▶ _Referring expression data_
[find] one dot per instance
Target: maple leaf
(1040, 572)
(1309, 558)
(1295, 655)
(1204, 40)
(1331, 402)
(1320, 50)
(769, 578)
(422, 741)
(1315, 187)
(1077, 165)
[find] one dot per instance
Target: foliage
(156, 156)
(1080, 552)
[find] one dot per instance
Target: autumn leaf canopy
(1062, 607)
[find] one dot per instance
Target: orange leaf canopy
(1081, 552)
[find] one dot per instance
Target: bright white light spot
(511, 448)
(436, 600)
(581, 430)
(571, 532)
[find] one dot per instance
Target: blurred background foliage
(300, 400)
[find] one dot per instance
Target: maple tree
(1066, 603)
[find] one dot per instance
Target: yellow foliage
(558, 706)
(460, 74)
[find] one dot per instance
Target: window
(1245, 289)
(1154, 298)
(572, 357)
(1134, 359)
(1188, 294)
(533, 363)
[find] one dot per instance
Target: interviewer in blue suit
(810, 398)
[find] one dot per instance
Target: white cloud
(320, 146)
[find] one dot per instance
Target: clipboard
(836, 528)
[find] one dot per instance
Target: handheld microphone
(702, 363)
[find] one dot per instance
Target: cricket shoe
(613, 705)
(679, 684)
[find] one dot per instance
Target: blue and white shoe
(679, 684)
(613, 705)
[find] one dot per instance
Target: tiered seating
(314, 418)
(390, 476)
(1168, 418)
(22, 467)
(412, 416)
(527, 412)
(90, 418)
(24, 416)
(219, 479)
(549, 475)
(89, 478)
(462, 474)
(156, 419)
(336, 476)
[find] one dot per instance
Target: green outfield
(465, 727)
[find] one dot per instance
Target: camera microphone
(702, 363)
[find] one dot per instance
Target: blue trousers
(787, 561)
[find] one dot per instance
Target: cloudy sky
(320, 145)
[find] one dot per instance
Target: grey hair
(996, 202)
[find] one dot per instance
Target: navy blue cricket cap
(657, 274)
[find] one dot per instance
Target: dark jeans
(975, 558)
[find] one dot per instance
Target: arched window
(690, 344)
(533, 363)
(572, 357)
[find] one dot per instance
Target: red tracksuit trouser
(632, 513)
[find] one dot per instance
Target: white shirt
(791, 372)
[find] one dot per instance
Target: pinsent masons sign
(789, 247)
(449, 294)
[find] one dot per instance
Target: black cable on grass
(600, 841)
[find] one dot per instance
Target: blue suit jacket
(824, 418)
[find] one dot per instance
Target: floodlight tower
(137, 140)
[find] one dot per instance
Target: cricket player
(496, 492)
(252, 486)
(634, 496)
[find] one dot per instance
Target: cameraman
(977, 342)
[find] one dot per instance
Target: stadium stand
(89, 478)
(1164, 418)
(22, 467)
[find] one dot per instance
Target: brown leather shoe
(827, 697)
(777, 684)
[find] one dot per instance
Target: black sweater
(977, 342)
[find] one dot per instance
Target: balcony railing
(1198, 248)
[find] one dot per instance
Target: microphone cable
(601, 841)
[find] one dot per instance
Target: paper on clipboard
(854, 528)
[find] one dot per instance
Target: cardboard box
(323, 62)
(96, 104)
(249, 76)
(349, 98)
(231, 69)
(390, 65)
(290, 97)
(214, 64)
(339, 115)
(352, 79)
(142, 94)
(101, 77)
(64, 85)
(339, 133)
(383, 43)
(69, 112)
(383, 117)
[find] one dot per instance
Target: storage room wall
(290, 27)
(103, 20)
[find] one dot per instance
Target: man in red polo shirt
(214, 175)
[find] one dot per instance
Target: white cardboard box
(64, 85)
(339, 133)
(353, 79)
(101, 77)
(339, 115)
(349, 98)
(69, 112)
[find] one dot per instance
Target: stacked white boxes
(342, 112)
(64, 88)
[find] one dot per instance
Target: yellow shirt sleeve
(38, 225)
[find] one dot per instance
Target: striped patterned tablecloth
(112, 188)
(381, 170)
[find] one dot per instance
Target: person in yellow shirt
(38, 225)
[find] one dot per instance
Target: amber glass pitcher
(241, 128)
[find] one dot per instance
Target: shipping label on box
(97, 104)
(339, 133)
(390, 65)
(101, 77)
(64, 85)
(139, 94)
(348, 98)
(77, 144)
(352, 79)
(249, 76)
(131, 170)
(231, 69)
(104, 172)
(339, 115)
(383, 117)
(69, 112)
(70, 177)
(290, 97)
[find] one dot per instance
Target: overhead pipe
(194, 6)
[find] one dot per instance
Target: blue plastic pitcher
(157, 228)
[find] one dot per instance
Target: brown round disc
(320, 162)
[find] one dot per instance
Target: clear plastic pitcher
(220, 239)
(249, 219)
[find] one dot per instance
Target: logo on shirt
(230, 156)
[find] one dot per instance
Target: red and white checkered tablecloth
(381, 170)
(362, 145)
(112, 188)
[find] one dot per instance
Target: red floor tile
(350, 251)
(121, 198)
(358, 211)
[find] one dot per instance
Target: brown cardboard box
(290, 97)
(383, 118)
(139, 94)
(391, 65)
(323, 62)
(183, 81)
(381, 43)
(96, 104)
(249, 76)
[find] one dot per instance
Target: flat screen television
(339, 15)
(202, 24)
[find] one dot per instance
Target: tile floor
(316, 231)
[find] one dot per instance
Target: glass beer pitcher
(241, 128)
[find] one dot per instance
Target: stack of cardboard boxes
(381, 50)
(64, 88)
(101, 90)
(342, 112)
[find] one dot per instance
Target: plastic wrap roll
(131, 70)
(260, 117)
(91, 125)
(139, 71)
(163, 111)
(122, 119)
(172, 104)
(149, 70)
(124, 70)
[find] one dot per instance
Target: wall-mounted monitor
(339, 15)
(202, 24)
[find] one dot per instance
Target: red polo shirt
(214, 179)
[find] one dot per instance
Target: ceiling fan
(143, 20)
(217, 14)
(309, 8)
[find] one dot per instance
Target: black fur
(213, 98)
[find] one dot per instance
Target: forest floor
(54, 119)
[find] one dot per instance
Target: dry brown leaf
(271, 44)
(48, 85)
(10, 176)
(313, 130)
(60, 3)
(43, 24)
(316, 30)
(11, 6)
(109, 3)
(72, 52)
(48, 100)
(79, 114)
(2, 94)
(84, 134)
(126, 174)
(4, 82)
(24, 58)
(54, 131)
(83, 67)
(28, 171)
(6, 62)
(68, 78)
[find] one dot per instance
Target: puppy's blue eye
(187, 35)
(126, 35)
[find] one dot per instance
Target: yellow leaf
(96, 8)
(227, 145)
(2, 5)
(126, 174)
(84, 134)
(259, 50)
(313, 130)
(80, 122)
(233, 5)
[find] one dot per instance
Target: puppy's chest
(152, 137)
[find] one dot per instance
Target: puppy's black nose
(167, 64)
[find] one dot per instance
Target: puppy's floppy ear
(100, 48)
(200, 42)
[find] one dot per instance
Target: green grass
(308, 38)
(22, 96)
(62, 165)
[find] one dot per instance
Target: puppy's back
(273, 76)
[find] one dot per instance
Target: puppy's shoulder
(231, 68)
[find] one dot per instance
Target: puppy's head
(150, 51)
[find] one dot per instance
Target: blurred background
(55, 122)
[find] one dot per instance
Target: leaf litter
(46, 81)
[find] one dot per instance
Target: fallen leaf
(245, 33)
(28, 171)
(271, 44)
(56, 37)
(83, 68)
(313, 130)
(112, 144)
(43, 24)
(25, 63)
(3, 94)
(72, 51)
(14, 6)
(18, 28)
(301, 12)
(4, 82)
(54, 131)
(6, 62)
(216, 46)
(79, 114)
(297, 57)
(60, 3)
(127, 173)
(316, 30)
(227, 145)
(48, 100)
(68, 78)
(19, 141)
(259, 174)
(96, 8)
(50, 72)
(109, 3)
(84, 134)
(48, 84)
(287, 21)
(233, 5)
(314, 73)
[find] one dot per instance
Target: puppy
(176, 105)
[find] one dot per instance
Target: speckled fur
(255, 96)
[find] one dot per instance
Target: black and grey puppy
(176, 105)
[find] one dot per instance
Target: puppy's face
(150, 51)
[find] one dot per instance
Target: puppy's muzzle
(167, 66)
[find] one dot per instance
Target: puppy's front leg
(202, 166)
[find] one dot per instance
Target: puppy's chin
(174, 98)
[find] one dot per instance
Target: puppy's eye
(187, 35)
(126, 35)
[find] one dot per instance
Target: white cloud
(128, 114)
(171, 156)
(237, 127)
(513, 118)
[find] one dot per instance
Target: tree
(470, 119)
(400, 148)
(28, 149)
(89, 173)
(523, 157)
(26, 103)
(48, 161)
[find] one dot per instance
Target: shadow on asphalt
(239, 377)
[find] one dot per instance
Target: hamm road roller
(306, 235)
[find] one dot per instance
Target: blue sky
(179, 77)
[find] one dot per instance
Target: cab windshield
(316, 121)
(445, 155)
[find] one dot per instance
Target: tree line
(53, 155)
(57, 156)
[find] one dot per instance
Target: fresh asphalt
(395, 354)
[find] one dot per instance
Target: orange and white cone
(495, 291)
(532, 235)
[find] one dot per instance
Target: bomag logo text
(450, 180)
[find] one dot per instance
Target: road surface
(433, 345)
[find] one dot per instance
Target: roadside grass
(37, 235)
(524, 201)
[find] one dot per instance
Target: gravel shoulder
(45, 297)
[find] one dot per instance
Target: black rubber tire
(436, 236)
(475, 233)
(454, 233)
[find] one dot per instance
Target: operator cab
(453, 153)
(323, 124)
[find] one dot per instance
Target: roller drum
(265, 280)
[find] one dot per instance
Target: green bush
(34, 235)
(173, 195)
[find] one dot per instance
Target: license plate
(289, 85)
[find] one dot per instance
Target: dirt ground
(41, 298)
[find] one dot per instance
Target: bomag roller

▶ _Exercise details_
Begin with the line that contains "Target: puppy's muzzle" and print each line exactly until the data ends, including the last line.

▶ _Output of the exercise_
Target: puppy's muzzle
(167, 66)
[find] one dot per instance
Target: puppy's front leg
(202, 166)
[find] one dot per instance
Target: puppy's chin
(174, 98)
[find] one dot per instance
Target: puppy's eye
(187, 35)
(126, 35)
[find] one dot per instance
Target: white cloud
(128, 114)
(171, 156)
(237, 127)
(513, 118)
[find] one dot per instance
Target: tree
(470, 119)
(400, 148)
(28, 149)
(89, 173)
(523, 157)
(26, 103)
(48, 161)
[find] one dot per instance
Target: shadow on asphalt
(239, 377)
[find] one dot per instance
Target: hamm road roller
(306, 235)
[find] one dot per instance
Target: blue sky
(179, 77)
[find] one dot per instance
Target: cab windshield
(316, 121)
(445, 155)
[find] one dot per instance
Target: tree line
(53, 155)
(57, 156)
[find] one dot per instance
Target: fresh asphalt
(395, 354)
[find] one dot per instance
Target: orange and white cone
(495, 291)
(532, 235)
[find] one dot per instance
Target: bomag logo text
(450, 180)
[find] one dot per instance
Target: road surface
(433, 345)
[find] one dot per instance
Target: roadside grass
(37, 235)
(524, 201)
[find] one dot per instance
Target: gravel shoulder
(45, 297)
[find] one dot per instance
Target: black rubber tire
(436, 236)
(475, 233)
(454, 233)
[find] one dot per instance
Target: operator cab
(453, 153)
(323, 124)
[find] one dot per instance
Target: roller drum
(265, 280)
[find] one dot per instance
Target: green bush
(34, 235)
(173, 195)
[find] one dot per instance
Target: license plate
(289, 85)
[find] one dot per instance
Target: dirt ground
(41, 298)
[find] one dot per instance
Target: bomag roller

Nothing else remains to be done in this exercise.